Written request>
Locate each row below that contains the word "shorts", and copy those rows in full.

The data>
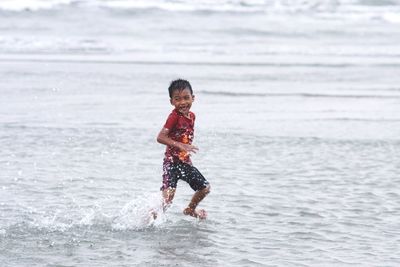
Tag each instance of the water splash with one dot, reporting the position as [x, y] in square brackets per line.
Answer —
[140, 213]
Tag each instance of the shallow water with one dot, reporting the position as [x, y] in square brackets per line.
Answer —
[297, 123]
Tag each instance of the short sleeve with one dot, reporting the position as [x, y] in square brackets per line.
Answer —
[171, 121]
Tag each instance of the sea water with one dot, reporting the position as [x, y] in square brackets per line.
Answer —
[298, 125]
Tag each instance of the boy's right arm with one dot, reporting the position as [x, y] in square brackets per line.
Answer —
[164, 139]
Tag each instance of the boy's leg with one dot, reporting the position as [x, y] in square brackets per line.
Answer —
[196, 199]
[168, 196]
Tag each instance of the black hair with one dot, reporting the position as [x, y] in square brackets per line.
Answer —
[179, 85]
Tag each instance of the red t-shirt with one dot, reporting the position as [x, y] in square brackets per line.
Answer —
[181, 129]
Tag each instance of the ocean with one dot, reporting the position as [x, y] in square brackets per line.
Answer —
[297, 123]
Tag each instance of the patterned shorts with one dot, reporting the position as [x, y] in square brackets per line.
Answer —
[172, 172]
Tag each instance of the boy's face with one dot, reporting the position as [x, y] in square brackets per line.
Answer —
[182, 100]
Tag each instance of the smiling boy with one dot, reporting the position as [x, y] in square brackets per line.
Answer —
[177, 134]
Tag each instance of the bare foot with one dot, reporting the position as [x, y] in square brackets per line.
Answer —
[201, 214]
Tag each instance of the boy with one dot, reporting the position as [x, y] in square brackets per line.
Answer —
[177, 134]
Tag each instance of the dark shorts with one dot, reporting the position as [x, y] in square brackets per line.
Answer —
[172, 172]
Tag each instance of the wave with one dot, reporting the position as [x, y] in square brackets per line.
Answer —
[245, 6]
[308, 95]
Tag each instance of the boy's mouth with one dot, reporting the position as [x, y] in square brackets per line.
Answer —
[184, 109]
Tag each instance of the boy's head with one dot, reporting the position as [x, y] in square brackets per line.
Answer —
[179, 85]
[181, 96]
---
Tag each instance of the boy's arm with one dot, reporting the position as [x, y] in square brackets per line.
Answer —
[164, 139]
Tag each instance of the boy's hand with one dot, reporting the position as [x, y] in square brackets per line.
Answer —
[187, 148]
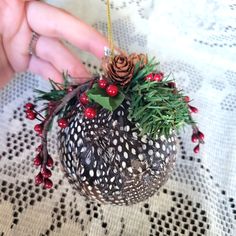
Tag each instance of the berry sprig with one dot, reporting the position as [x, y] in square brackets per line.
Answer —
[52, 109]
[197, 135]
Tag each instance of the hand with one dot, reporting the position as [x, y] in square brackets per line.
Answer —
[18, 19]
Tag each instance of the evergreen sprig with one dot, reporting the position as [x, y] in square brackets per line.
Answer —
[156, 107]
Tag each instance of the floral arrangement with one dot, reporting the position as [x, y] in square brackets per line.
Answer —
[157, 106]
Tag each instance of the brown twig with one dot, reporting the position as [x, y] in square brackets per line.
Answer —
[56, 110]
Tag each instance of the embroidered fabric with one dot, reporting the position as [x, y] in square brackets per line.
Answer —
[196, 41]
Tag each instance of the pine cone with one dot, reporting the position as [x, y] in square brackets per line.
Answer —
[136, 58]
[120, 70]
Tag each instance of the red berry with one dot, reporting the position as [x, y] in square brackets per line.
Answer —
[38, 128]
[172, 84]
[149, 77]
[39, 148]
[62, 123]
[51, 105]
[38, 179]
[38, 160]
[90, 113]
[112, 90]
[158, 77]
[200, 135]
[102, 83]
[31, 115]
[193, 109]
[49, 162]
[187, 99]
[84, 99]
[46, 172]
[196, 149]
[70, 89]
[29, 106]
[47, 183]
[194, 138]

Written answer>
Tag each instance of the patterned shorts with one dot, reporting the position as [x, y] in square brackets per line.
Tag each instance of the dark shorts with one dot, reporting the position as [x, y] in square brackets per line.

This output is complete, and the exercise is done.